━━ Document segment ━━

Our natural gas distribution operations in Delaware, Maryland and Florida offer unbundled transportation services to certain commercial and industrial customers. In 2002, Chesapeake’s Florida natural gas distribution division extended such service to residential customers. With such transportation service available on our distribution systems, we are competing with third-party suppliers to sell gas to industrial customers. With respect to unbundled transportation services, our competitors include interstate transmission companies, if the distribution customers are located close enough to a transmission company’s pipeline to make connections economically feasible. The customers at risk are usually large volume commercial and industrial customers with the financial resources and capability to bypass our existing distribution operations in this manner. In certain situations, our distribution operations may adjust services and rates for these customers to retain their business. We expect to continue to expand the availability of unbundled transportation service to additional classes of distribution customers in the future. We have also established a natural gas marketing operation in Florida, Delaware and Maryland to provide such service to customers eligible for unbundled transportation services.
Our propane distribution operations compete with several other propane distributors in their respective geographic markets, primarily on the basis of service and price, emphasizing responsive and reliable service. Our competitors generally include local outlets of national distributors and local independent distributors, whose proximity to customers entails lower costs to provide service. Propane competes with electricity as an energy source, because it is typically less expensive than electricity, based on equivalent BTU value. Propane also competes with home heating oil as an energy source. Since natural gas has historically been less expensive than propane, propane is generally not distributed in geographic areas served by natural gas pipeline or distribution systems.
The propane wholesale marketing operation competes against various regional and national marketers, many of which have significantly greater resources and are able to obtain price or volumetric advantages.
The advanced information services business faces significant competition from a number of larger competitors having substantially greater resources available to them than does the Company. In addition, changes in the advanced information services business are occurring rapidly, and could adversely affect the markets for the products and services offered by these businesses. This segment competes on the basis of technological expertise, reputation and price.
Page 58     Chesapeake Utilities Corporation 2009 Form 10-K

 

 


Table of Contents

(j) Inflation
Inflation affects the cost of supply, labor, products and services required for operations, maintenance and capital improvements. While the impact of inflation has remained low in recent years, natural gas and propane prices are subject to rapid fluctuations. In the regulated natural gas and electric distribution operations, fluctuations in natural gas and electricity prices are passed on to customers through the fuel cost recovery mechanism in our tariffs. To help cope with the effects of inflation on our capital investments and returns, we seek rate increases from regulatory commissions for our regulated operations and closely monitor the returns of our unregulated business operations. To compensate for fluctuations in propane gas prices, we adjust propane selling prices to the extent allowed by the market.
Item 7A. Quantitative and Qualitative Disclosures About Market Risk.
Information concerning quantitative and qualitative disclosure about market risk is included in Item 7 under the heading “Management’s Discussion and Analysis — Market Risk.”
Item 8. Financial Statements and Supplementary Data.

━━━
━━ Dataset records ━━

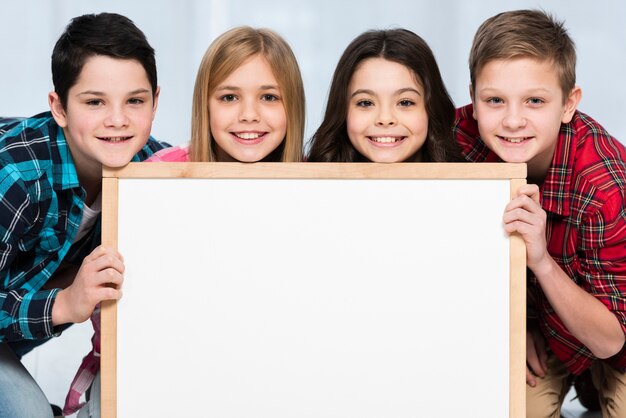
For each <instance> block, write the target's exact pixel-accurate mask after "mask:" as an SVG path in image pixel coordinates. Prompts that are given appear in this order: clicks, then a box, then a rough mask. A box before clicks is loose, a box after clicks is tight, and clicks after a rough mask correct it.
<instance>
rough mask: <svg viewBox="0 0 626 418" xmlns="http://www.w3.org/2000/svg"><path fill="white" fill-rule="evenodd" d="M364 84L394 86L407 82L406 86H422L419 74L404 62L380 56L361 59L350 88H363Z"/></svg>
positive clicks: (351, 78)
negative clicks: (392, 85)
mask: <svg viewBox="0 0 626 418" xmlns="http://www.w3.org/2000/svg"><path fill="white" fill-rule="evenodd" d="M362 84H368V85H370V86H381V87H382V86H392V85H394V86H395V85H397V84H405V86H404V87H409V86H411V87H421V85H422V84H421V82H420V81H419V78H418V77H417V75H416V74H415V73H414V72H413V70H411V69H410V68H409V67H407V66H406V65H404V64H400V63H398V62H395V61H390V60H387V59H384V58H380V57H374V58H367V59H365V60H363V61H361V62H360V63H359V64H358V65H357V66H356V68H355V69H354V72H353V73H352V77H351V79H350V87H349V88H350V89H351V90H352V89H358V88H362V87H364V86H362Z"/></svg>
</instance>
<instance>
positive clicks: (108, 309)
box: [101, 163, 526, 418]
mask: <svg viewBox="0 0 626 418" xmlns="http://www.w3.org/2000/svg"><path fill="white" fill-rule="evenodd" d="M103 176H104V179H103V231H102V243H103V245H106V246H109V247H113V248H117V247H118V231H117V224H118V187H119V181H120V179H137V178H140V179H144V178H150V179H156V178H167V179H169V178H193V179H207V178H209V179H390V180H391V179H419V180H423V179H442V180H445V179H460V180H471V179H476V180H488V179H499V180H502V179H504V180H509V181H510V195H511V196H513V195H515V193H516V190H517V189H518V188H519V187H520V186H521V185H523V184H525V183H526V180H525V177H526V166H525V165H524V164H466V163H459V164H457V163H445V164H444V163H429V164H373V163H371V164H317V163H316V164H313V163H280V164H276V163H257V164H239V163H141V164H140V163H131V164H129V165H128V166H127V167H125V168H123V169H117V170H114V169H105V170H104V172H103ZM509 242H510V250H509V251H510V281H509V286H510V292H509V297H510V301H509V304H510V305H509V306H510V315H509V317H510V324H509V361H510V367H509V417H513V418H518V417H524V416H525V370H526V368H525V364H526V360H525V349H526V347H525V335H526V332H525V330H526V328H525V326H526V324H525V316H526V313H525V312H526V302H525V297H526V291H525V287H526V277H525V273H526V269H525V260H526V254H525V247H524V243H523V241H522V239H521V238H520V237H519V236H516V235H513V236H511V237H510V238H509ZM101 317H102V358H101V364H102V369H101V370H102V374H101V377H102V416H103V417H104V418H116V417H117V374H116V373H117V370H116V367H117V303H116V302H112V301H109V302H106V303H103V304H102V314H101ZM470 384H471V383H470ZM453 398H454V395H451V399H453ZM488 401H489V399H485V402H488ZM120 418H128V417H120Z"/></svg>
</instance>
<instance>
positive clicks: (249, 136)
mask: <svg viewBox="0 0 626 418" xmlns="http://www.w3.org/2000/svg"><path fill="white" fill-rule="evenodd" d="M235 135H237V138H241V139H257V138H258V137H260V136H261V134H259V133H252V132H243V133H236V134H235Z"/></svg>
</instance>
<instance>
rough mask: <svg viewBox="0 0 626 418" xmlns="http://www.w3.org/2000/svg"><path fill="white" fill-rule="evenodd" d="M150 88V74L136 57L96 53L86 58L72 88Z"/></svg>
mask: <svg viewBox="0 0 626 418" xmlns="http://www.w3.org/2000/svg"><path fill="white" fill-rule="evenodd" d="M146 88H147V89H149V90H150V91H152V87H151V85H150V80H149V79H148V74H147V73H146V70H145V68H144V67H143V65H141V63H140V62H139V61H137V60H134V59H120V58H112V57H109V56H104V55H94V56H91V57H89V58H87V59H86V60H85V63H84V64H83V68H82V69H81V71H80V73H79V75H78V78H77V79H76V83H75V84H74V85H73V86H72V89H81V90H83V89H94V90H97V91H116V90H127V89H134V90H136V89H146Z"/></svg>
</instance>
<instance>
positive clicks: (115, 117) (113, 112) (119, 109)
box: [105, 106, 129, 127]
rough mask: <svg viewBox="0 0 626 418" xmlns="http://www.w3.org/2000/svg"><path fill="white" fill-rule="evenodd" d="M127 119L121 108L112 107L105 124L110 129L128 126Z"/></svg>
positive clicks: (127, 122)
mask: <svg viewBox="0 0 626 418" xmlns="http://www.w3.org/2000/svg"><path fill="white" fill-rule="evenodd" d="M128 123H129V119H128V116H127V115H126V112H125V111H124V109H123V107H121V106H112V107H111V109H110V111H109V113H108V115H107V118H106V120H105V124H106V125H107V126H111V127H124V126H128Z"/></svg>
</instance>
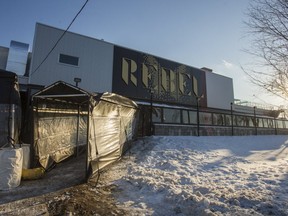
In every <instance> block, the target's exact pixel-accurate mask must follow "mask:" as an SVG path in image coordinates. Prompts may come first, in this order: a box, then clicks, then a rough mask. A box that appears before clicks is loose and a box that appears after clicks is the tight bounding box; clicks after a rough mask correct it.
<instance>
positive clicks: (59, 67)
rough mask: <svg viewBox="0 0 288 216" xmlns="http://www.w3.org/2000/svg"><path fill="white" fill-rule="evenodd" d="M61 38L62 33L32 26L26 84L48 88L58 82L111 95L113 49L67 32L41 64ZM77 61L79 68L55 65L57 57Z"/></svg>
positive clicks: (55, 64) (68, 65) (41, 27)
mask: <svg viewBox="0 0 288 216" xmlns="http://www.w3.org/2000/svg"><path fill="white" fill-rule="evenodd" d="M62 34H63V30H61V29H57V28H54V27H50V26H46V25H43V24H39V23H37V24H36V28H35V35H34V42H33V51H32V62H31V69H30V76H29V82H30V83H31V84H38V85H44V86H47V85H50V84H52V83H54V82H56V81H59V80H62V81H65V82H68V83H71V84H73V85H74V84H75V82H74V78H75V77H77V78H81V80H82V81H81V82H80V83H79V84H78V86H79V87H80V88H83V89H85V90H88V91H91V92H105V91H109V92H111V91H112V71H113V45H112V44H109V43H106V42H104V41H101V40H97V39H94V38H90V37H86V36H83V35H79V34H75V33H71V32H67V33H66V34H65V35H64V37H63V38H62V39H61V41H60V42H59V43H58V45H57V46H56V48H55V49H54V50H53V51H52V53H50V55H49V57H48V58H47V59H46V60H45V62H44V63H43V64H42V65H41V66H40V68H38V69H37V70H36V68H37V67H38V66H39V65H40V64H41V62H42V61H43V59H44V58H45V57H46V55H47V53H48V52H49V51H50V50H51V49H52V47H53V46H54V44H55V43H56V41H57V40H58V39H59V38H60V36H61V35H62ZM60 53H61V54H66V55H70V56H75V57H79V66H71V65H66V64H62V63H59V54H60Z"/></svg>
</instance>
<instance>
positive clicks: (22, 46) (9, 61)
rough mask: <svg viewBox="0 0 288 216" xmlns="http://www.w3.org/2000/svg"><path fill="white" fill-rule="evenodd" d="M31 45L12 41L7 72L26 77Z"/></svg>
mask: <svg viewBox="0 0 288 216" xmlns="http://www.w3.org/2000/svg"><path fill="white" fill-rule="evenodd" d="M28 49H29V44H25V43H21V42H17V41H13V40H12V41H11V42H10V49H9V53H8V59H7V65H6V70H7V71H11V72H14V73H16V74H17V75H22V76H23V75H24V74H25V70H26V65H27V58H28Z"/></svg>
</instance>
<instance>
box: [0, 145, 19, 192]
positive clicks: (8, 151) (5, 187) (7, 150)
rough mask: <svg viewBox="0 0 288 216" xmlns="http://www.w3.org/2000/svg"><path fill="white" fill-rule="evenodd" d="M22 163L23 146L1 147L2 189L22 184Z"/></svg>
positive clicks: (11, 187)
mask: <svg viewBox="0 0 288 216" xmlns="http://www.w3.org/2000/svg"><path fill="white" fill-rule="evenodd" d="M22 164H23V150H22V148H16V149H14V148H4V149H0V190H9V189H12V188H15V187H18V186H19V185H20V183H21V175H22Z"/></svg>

━━━
━━ Dataset records ━━

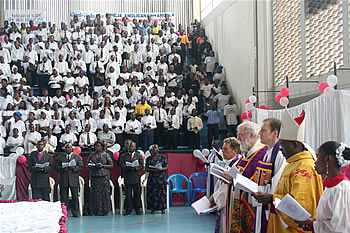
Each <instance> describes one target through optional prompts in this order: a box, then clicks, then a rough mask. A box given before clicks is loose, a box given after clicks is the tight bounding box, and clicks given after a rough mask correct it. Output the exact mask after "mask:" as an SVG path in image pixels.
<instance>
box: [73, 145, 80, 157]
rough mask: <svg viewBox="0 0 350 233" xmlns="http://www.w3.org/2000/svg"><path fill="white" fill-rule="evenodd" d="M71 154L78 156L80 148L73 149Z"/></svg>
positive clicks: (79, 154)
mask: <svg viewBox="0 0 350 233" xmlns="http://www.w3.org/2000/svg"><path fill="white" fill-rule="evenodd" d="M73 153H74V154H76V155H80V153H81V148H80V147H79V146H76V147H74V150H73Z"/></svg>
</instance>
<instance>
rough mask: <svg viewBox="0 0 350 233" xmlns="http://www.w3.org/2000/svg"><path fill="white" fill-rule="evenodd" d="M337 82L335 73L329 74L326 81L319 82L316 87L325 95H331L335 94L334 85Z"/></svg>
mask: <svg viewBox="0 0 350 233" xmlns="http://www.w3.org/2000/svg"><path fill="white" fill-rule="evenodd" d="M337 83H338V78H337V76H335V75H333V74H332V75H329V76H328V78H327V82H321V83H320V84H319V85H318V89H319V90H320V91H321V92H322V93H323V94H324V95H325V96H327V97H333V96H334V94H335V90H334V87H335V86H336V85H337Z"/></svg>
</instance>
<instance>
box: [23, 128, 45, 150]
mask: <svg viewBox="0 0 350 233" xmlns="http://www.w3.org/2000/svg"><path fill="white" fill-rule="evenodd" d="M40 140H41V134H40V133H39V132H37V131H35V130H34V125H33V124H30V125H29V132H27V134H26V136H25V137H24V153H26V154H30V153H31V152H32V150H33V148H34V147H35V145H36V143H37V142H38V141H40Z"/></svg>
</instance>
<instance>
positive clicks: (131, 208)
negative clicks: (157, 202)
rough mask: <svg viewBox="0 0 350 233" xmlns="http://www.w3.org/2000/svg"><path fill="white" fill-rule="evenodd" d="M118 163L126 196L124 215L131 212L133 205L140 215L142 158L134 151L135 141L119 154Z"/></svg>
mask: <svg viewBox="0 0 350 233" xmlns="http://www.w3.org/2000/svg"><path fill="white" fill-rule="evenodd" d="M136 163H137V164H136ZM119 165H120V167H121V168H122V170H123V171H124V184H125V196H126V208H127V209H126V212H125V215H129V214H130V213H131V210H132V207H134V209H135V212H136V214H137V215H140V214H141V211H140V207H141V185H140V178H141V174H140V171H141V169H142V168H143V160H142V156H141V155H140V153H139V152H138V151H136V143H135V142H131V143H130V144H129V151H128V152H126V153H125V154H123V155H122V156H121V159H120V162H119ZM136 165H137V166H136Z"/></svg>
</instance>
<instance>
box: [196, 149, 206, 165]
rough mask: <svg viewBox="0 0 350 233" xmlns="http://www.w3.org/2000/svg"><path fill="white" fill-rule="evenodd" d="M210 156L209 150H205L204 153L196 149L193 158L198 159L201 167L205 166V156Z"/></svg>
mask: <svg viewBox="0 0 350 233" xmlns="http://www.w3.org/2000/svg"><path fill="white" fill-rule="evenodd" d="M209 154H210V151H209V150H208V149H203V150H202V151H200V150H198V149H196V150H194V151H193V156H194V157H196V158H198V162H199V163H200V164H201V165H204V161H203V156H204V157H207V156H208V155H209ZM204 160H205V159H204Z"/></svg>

━━━
━━ Dataset records ━━

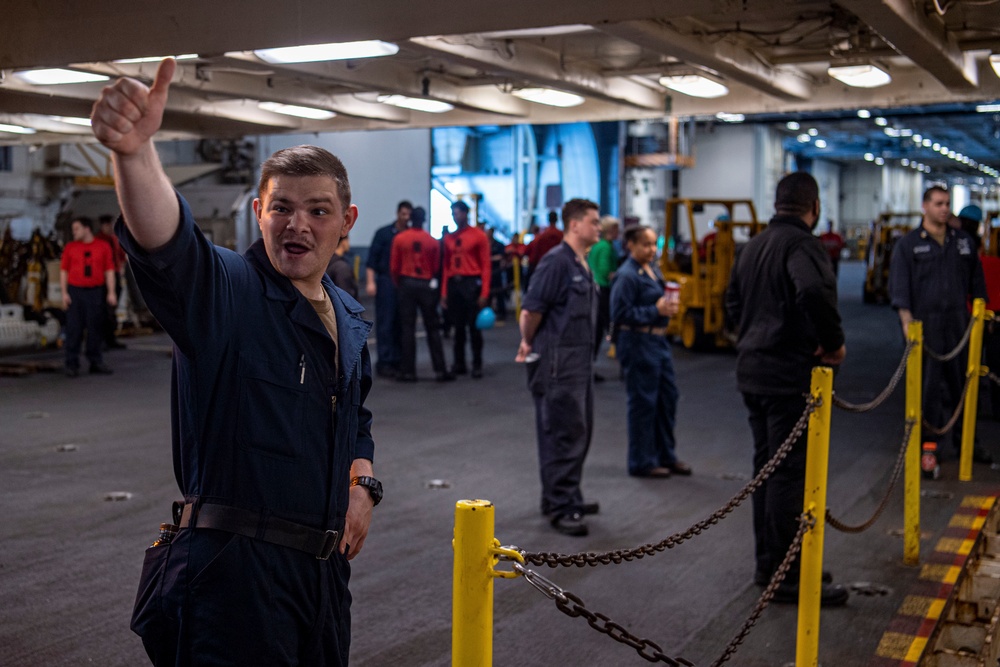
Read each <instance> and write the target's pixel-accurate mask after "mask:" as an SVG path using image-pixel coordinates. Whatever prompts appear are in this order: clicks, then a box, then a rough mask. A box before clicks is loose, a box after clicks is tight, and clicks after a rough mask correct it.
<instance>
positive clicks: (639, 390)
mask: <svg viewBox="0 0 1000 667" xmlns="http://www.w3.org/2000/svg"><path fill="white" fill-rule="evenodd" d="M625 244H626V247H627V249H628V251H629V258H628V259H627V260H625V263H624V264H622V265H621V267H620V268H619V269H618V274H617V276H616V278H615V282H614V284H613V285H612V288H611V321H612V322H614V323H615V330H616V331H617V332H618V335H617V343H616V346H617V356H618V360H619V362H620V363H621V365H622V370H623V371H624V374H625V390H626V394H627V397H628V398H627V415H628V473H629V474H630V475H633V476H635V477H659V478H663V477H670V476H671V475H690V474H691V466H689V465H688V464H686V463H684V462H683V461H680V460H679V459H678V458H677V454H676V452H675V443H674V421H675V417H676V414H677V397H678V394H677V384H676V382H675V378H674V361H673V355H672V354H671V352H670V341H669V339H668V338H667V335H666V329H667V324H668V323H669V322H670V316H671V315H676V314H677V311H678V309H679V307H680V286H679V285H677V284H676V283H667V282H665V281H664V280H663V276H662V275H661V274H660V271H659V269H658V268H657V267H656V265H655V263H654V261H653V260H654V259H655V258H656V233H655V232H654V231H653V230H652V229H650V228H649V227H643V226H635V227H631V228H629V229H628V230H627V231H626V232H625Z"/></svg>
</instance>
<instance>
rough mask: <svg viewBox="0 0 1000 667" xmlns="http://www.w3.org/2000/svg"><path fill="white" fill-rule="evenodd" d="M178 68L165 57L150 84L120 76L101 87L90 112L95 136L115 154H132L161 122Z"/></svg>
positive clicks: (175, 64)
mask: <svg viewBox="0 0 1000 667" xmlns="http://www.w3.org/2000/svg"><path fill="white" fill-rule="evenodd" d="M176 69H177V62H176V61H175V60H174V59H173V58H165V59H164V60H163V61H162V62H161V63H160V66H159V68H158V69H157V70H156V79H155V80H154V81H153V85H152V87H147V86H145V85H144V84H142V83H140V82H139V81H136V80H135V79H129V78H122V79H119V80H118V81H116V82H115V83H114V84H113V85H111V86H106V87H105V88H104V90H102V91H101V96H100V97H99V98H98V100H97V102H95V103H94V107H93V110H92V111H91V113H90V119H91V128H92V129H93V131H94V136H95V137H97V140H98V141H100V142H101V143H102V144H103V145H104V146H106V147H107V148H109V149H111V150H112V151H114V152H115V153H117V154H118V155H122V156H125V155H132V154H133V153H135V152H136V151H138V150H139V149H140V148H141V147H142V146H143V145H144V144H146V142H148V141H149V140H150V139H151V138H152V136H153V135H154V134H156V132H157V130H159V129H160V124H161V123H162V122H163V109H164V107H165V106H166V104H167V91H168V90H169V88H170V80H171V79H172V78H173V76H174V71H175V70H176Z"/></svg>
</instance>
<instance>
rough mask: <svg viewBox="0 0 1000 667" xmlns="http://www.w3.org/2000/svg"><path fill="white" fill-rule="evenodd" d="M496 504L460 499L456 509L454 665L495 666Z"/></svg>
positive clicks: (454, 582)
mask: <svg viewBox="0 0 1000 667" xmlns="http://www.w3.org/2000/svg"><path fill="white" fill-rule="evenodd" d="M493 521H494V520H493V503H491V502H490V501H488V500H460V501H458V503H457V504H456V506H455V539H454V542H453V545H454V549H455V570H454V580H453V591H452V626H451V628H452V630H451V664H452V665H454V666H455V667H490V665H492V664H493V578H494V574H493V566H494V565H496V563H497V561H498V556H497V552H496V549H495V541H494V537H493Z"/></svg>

━━━

Study questions:
**1)** In the 10-K excerpt, in what year did Chesapeake's Florida natural gas distribution division extend unbundled transportation service to residential customers?
**2)** Write out everything in the 10-K excerpt from "Table of Contents" down to "by the market.".

Solutions below:
**1)** 2002

**2)**
Table of Contents

(j) Inflation
Inflation affects the cost of supply, labor, products and services required for operations, maintenance and capital improvements. While the impact of inflation has remained low in recent years, natural gas and propane prices are subject to rapid fluctuations. In the regulated natural gas and electric distribution operations, fluctuations in natural gas and electricity prices are passed on to customers through the fuel cost recovery mechanism in our tariffs. To help cope with the effects of inflation on our capital investments and returns, we seek rate increases from regulatory commissions for our regulated operations and closely monitor the returns of our unregulated business operations. To compensate for fluctuations in propane gas prices, we adjust propane selling prices to the extent allowed by the market.